===== PROVIDED ENTRIES =====
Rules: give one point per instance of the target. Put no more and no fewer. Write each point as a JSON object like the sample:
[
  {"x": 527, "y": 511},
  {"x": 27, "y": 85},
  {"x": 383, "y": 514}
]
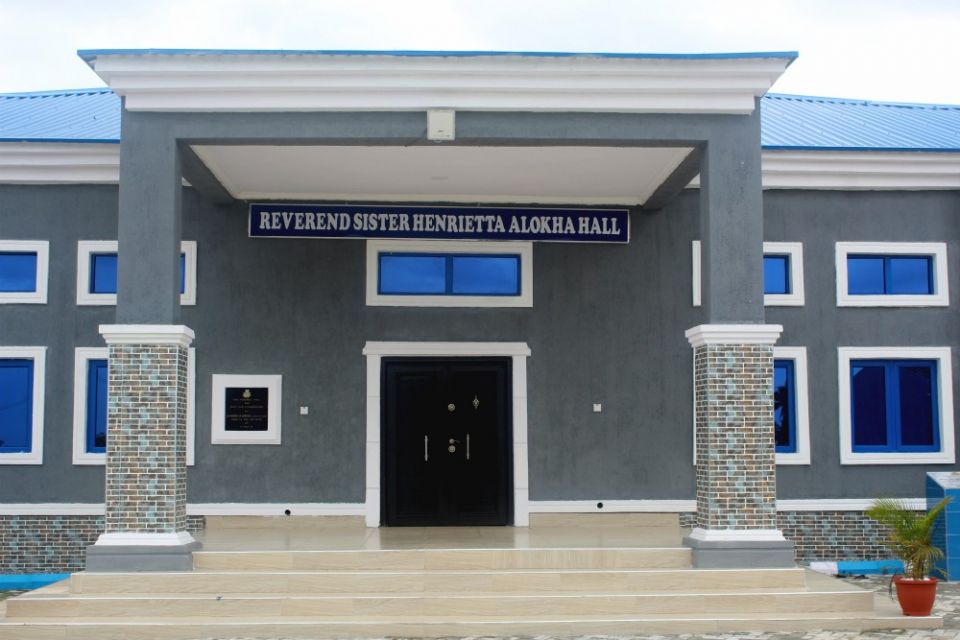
=====
Repeat the records above word for word, apart from the pictures.

* _RESULT_
Rules: give one point per instance of the target. Put no more and no fewer. Write each point as a JSON object like the sample:
[
  {"x": 527, "y": 511},
  {"x": 27, "y": 85},
  {"x": 383, "y": 514}
]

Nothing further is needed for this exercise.